Task prompt:
Each line below should be copied exactly as it stands.

===== Supplied material =====

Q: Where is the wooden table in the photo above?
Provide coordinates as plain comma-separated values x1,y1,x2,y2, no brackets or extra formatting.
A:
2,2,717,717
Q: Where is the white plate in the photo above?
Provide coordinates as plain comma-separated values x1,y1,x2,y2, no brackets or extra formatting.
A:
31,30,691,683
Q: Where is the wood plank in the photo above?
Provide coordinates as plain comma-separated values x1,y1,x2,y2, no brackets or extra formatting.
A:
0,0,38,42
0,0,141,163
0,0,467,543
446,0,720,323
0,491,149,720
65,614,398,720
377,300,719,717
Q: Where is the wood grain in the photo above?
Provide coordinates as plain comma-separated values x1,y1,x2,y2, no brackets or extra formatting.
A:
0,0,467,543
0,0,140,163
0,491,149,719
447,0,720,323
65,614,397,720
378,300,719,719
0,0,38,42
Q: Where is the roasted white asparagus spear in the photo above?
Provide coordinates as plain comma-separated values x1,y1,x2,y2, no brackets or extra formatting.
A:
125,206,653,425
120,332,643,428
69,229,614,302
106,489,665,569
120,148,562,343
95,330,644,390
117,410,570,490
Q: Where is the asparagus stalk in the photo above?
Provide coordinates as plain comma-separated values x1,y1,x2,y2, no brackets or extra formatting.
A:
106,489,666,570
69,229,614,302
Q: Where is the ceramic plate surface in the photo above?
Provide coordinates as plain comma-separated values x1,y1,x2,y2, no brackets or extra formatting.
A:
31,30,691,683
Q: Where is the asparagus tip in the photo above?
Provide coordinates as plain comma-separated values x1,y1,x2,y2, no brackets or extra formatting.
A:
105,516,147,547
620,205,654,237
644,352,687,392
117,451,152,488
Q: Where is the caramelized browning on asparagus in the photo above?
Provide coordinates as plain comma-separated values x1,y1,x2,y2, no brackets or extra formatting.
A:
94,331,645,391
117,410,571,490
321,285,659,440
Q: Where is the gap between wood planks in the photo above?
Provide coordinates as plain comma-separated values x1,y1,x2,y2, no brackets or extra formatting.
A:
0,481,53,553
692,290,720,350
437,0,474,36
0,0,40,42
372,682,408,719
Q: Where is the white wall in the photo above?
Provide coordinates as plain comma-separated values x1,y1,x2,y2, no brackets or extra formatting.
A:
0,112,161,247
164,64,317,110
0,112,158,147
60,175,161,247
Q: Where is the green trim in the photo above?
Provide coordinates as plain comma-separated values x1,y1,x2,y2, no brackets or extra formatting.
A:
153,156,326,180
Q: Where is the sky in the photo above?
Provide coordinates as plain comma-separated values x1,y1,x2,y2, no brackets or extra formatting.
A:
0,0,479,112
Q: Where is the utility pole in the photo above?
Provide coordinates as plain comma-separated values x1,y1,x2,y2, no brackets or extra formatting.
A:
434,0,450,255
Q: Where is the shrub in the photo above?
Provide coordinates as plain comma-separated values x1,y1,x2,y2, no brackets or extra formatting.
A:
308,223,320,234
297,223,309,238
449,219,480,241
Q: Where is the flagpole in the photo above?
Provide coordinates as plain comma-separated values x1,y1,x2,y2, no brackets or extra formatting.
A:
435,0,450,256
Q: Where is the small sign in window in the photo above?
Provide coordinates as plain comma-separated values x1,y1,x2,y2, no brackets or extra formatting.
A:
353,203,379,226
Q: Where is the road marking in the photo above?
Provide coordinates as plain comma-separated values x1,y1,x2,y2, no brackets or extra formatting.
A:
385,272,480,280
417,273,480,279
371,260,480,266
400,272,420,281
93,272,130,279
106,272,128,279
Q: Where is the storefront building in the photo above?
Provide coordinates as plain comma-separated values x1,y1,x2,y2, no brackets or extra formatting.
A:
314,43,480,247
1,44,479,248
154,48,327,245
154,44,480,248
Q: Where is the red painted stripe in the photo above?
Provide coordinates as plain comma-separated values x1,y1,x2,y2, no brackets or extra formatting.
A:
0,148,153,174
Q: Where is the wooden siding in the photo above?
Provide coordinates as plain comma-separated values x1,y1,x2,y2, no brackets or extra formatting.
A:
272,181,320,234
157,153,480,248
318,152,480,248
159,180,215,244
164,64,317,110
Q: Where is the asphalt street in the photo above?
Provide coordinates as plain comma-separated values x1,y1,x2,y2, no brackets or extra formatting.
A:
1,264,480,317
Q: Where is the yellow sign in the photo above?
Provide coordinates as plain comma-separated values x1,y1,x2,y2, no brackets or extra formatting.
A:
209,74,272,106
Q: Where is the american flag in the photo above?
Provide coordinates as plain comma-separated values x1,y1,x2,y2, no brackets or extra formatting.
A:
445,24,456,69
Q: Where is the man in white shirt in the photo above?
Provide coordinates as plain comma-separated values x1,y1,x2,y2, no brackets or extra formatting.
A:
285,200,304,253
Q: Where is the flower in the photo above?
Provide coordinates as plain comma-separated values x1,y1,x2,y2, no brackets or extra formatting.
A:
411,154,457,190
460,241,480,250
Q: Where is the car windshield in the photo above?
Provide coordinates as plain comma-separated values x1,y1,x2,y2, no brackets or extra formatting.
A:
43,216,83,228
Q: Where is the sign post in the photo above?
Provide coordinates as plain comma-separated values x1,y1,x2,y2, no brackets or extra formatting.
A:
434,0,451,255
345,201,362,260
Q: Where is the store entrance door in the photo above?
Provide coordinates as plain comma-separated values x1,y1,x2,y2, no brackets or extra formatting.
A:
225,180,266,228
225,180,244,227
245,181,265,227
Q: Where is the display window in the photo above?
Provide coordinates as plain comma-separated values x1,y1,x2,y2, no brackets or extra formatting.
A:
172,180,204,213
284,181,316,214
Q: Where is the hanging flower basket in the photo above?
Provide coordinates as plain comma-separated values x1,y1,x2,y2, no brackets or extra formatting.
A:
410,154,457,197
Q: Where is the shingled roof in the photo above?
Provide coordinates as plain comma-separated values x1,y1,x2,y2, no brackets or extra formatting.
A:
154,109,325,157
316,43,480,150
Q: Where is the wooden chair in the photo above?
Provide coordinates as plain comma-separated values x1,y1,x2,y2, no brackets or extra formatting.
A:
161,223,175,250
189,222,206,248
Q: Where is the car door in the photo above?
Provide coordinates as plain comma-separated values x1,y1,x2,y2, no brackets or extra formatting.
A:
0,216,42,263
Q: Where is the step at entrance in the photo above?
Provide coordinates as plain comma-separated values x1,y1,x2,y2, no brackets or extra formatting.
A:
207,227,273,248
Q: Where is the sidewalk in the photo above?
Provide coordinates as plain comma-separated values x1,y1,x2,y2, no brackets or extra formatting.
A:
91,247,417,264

=====

Answer to this task:
Q: Where is the wooden table in the photo above?
Provide coordinates as plain comma-separated values x1,y1,x2,y2, no brackets or extra formatting.
A:
2,2,717,717
Q: Where is the white plate in the photo above?
Provide coordinates as plain comma-separated values x1,y1,x2,y2, no brackets or extra formatting.
A:
31,30,691,683
Q: Where is the wood plank in the photo above?
Provide coordinates as plain comma-separated values x1,y1,x2,y2, no brackets or extra formatting.
A:
0,0,38,42
0,0,141,163
0,0,467,543
446,0,720,323
0,491,149,720
65,614,398,720
377,300,719,717
Q: Where is the wood grain in the photo above?
Provide coordinates as plain comma-separated values x1,y1,x2,y2, no brackets or extra formatting.
A:
0,0,467,543
0,0,140,163
0,491,149,719
447,0,720,323
65,614,397,720
378,300,719,719
0,0,38,42
Q: Where is the roasted white asparagus spear in the photo above?
Provide coordinates as plain comma-separated values x1,y1,x2,y2, no brackets or extra formatting.
A:
125,206,653,425
120,332,643,428
69,229,614,302
106,489,665,569
120,148,562,343
95,330,644,390
117,410,570,490
Q: Where is the asparagus stalk in the photo above?
Provide coordinates as plain comma-separated values x1,y1,x2,y2, no brackets or extra formatting.
A:
106,489,666,570
69,229,614,302
Q: Where is the ceramic plate surface in the photo above?
Provide coordinates as plain comma-separated values x1,y1,x2,y2, no brackets or extra formatting.
A:
31,30,691,683
Q: Where is the asparagus tip in the photo above?
Provide coordinates as plain comma-separated values x1,y1,x2,y2, no brackets or extra formatting.
A:
105,516,147,547
620,205,654,237
644,352,687,392
117,451,152,488
Q: Where is the caramelized browning on asparagus in the photo above?
Provide coordinates as plain comma-separated values x1,y1,x2,y2, no brackets or extra formatting.
A:
94,331,645,391
117,410,571,490
321,285,659,440
Q: Where is the gap between wood planks in the photo above?
Provide coordinates as plain comma-separated values x1,y1,x2,y2, no brackets or extra formatting.
A:
0,481,53,553
692,290,720,350
437,0,474,36
0,0,40,42
372,682,408,719
Q: Where is the white wall in the photo above?
Provide coordinates as plain comma-separated values x1,y1,x2,y2, no brackets or extra formatting.
A:
0,112,161,247
164,64,317,110
0,112,158,147
60,175,161,247
Q: Where is the green trim in the photo above?
Provide coordinates as plain comma-separated values x1,y1,x2,y2, no brackets or extra formatting.
A:
153,156,326,180
Q: Where is the sky in the photo above?
Provide coordinates as plain comma-separated values x1,y1,x2,y2, no brackets or extra formatting.
A:
0,0,479,112
Q: Where is the utility pole in the photo above?
Provide coordinates as plain comma-separated values x1,y1,x2,y2, no brackets or extra formatting.
A:
434,0,450,255
Q: Where is the shrub in the photo above?
Provide coordinates as plain comma-separated values x1,y1,x2,y2, no brackets or extra formatting.
A:
308,223,320,234
297,223,309,238
449,219,480,241
Q: Where is the flagpole in the photo above?
Provide coordinates as plain comma-separated values x1,y1,x2,y2, no brackets or extra formatting.
A:
435,0,450,256
Q: Where is the small sign in window in the photo above?
Provide coordinates as plain comma-separated values x1,y1,x2,y2, no brackets or extra formatting.
A:
353,203,379,226
Q: Where is the road marking in the photo above?
Provide coordinates as plain comma-separated values x1,y1,x2,y2, no brackets or extra formatting.
A:
385,272,480,280
417,273,480,279
371,260,480,266
400,272,420,281
93,272,130,279
106,272,128,279
Q: Where is the storefront building in the photo above?
Provide coordinates as plain comma-separated values x1,y1,x2,y2, no brackets or extra formatting.
A:
314,43,480,247
1,44,479,248
154,48,327,245
154,44,480,248
Q: Where is the red painted stripe in the photo above?
Provide coordinates as plain comma-separated values x1,y1,x2,y2, no brackets or extra formatting.
A:
0,148,153,174
Q: Where is the wooden siding in the photo above?
Provide coordinates as plain comma-separated values x1,y1,x2,y2, no brackets or extra formatting.
A:
272,181,320,234
157,153,480,248
318,152,480,248
159,180,215,244
164,64,317,110
Q: Where is the asphalt street in the photo above?
Provide coordinates as plain comma-separated values x1,y1,x2,y2, no brackets or extra formatting.
A:
1,264,480,317
Q: Where is the yellow sign in the photo above?
Provide coordinates as plain comma-separated values x1,y1,x2,y2, no brackets or extra formatting.
A:
209,74,272,106
Q: Where is the american flag in the photo above?
Provide coordinates as plain comma-separated values x1,y1,x2,y2, no brackets or extra formatting.
A:
445,24,456,69
Q: Where is the man in white shirt in the photo above?
Provide coordinates as plain comma-separated values x1,y1,x2,y2, no brackets or extra formatting.
A:
285,200,304,253
Q: Where is the flower in the photo above?
Provide coordinates as plain comma-separated values x1,y1,x2,y2, no brackets or extra formatting.
A:
411,154,457,190
460,241,480,250
Q: Where is the car windshield in the photo above?
Provide coordinates as plain comma-separated values x1,y1,x2,y2, no brackets or extra formatting.
A:
43,216,83,228
Q: Where is the sign post in the photo above?
Provide coordinates as plain comma-separated values x1,y1,x2,y2, no brackets or extra formatting.
A:
434,0,451,255
345,201,362,260
Q: Where is the store entrance door in the photo above?
Provide coordinates as plain comma-separated values x1,y1,x2,y2, no brackets or extra formatting.
A:
225,180,266,228
225,180,244,227
245,181,265,227
Q: Where is the display window in the photo above?
Provide coordinates as plain comma-separated values x1,y1,x2,y2, no brackets or extra formatting.
A:
172,180,204,213
284,181,316,214
Q: Where is the hanging flower basket in the photo above?
Provide coordinates as plain comma-separated values x1,y1,x2,y2, no brackets or extra formatting.
A:
410,154,457,197
Q: Where is the shingled roof in the photo above?
Provide coordinates as plain comma-separated values x1,y1,x2,y2, no brackets or extra formatting.
A:
154,109,325,157
316,43,480,150
Q: Where is the wooden chair in the photo above?
Provide coordinates as plain comma-separated values x1,y1,x2,y2, no brackets or extra formatting.
A:
161,223,175,250
189,222,206,248
Q: Where is the car door in the photo above?
Provide coordinates as plain comma-separated values x1,y1,x2,y2, no brackets or extra formatting.
A:
0,216,42,263
Q: Where is the step at entrance in the photo above?
Provide coordinates as plain comma-separated values x1,y1,x2,y2, no brackets or extra formatting.
A:
207,227,273,248
Q: Where is the sidewalk in the photo above?
Provide coordinates as plain comma-separated values x1,y1,x2,y2, no brackets or extra formatting.
A:
91,247,417,264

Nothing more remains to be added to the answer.